• **Consignes de l'exercice**:
**1)** Dans le passage proposé, à quoi renvoie la fragilité, par opposition à la précarité ?
**2)** Citez s'il vous plaît, mot pour mot, le segment du passage proposé qui va de « En revanche, comme » jusqu'à « des deux archétypes). » inclus.

• **Passage proposé**:
'''
En d’autres mots, lorsque nous célébrons nos anniversaires, nous inclinons d’abord vers le temps sagittal, puisque ce temps vécu est d’emblée donné à la fois comme une base incontournable (« le lot de tous ») ET particulière (« première et seule fois que j’ai 30 ans »). Or, le sentiment de cette singularité et même sa conscience ne me semblent pas dénués d’insécurité ni même d’angoisse dans la mesure où cette singularité peut connoter deux sentiments : la fragilité de toute existence — si précieuse — et universelle, indice majeur de la finitude, et la précarité, qui vient accentuer la hantise des échéances, surtout l’ultime. (La fragilité renvoie à l’existence alors que la précarité est davantage concernée par les conditions de celle-ci.)
En revanche, comme nos anniversaires « reviennent » régulièrement, leur cyclicité peut rassurer, mais en présence humaine, on le verra. (On tient un signe de la complémentarité des deux archétypes).
Par ailleurs, est-ce pour répondre à cette précarité et à son sentiment fondamental que le temps linéaire privilégierait le caractère cumulatif pragmatique? Peut-être, si l’on estime que les va-et-vient entre le vécu individuel et les orientations collectives les rendent interdépendants. Une piste se dessine ici concernant le sentiment d’empilement et d’accélération du temps depuis la Renaissance (14e - fin 16e siècle). Comment?
'''
• **Données extraites**:
'''
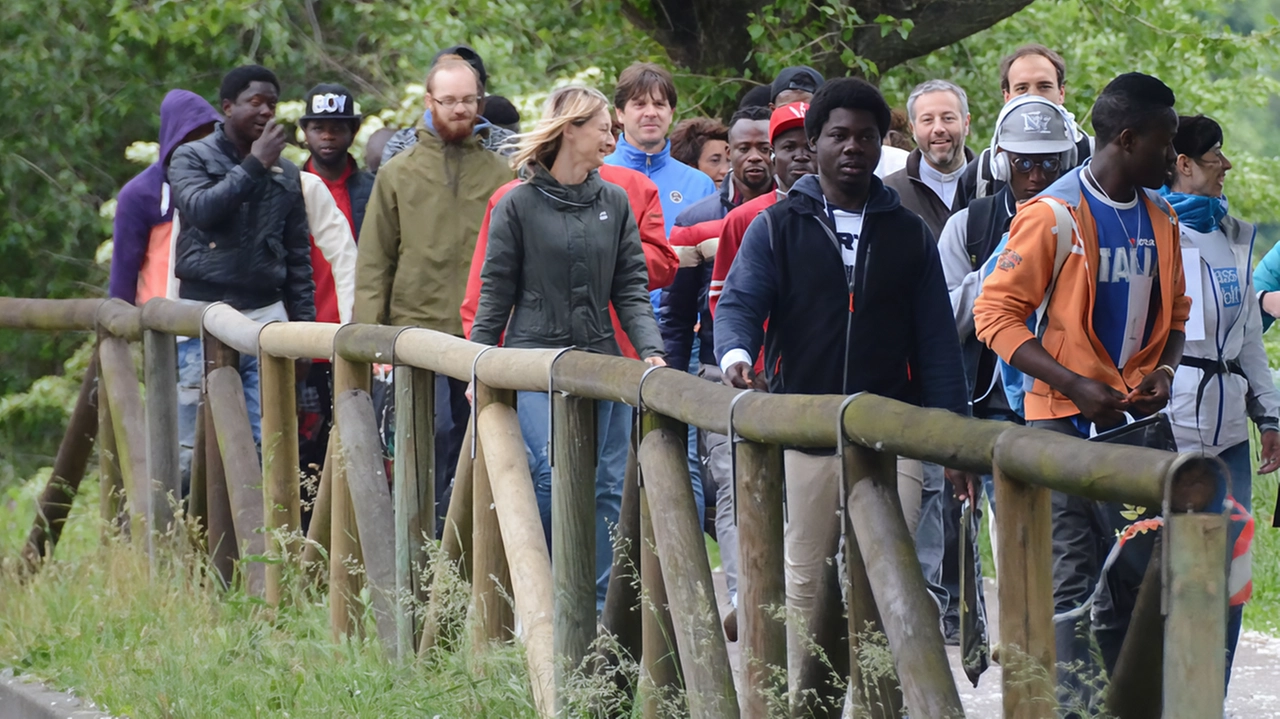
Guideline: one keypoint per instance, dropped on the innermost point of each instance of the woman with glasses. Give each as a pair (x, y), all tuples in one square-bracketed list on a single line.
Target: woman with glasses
[(1224, 378), (562, 246)]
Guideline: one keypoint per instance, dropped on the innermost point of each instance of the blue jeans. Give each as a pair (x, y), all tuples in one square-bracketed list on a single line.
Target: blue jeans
[(190, 375), (613, 433), (1239, 465)]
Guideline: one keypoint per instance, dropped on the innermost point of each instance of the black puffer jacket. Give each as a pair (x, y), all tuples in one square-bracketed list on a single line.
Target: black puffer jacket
[(557, 256), (243, 234)]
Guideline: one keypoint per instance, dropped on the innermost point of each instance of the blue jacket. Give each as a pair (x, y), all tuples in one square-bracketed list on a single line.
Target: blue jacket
[(679, 184), (1266, 278), (694, 238), (888, 331)]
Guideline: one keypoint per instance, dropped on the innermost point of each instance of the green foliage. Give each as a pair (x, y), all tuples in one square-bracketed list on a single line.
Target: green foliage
[(1211, 68)]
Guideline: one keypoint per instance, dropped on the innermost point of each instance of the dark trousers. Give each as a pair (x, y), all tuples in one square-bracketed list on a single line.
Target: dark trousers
[(452, 412)]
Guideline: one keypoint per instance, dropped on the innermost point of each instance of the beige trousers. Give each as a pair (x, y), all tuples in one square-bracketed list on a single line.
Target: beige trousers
[(812, 534)]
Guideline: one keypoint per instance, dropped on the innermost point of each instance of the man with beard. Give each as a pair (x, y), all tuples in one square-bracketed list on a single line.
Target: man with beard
[(242, 234), (839, 241), (938, 113), (420, 230)]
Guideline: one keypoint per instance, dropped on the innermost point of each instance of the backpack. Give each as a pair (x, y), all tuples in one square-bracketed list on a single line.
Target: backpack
[(1016, 384)]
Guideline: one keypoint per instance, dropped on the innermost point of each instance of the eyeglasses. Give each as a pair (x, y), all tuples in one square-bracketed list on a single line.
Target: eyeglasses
[(1024, 165), (449, 102)]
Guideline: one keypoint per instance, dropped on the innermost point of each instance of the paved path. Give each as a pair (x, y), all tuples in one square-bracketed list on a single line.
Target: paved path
[(1255, 679)]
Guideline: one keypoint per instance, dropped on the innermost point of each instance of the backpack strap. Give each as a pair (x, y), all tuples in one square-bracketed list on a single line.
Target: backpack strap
[(978, 242), (1065, 230)]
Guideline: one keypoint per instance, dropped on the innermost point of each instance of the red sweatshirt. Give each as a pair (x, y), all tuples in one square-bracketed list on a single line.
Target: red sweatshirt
[(645, 205)]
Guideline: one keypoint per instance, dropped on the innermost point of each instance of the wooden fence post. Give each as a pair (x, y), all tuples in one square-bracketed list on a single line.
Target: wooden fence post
[(120, 378), (242, 471), (572, 532), (521, 529), (874, 697), (69, 465), (218, 505), (760, 582), (343, 536), (489, 575), (1025, 567), (659, 667), (688, 576), (1196, 621), (160, 372), (414, 475), (905, 607), (282, 494), (371, 503)]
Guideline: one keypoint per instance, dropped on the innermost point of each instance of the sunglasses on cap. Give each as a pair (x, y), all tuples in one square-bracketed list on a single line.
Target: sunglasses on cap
[(1024, 165)]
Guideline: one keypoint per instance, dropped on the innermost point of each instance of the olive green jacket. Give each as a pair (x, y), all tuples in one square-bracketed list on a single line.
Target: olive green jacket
[(420, 232)]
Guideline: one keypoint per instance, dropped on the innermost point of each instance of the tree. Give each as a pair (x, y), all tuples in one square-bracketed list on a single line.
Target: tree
[(717, 36)]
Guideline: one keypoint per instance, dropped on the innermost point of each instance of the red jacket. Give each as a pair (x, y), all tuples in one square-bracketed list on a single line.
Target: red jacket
[(731, 238), (645, 205)]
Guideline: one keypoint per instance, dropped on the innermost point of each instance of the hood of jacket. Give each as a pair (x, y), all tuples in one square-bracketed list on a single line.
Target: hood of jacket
[(638, 159), (880, 197), (567, 197), (182, 111)]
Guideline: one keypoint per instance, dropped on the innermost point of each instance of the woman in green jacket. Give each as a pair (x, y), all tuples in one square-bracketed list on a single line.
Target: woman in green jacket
[(562, 246)]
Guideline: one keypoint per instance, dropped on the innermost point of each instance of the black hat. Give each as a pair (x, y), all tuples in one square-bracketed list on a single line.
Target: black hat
[(328, 101), (467, 54), (800, 77)]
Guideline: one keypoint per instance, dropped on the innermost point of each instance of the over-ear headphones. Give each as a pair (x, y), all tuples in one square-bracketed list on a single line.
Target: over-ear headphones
[(999, 161)]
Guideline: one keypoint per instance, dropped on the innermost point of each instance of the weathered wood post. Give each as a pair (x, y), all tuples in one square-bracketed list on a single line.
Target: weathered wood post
[(242, 472), (1196, 614), (371, 503), (282, 493), (874, 697), (218, 505), (659, 665), (1025, 567), (493, 618), (688, 576), (414, 476), (521, 529), (120, 378), (899, 587), (160, 374), (572, 532), (69, 465), (343, 536), (760, 582)]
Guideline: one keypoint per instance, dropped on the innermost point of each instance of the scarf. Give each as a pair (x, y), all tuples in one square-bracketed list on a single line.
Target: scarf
[(1197, 211)]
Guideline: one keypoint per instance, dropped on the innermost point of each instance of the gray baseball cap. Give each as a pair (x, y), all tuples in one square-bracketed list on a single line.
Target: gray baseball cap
[(1033, 126)]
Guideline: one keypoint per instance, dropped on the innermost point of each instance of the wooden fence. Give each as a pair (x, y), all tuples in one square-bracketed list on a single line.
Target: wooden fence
[(666, 618)]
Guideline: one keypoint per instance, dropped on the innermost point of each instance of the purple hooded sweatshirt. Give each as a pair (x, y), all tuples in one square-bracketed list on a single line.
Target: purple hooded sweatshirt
[(144, 201)]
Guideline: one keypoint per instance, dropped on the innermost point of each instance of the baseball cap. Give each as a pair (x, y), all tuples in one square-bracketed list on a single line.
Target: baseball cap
[(328, 101), (467, 54), (800, 77), (1033, 126), (787, 117)]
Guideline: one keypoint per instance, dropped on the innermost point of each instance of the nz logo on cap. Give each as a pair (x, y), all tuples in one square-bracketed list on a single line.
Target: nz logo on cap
[(1036, 123)]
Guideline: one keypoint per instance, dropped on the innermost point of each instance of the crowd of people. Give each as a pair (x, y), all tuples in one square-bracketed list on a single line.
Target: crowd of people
[(821, 242)]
'''
• **Réponses**:
**1)** La fragilité renvoie à l'existence, alors que la précarité concerne davantage les conditions de celle-ci.

**2)**
En revanche, comme nos anniversaires « reviennent » régulièrement, leur cyclicité peut rassurer, mais en présence humaine, on le verra. (On tient un signe de la complémentarité des deux archétypes).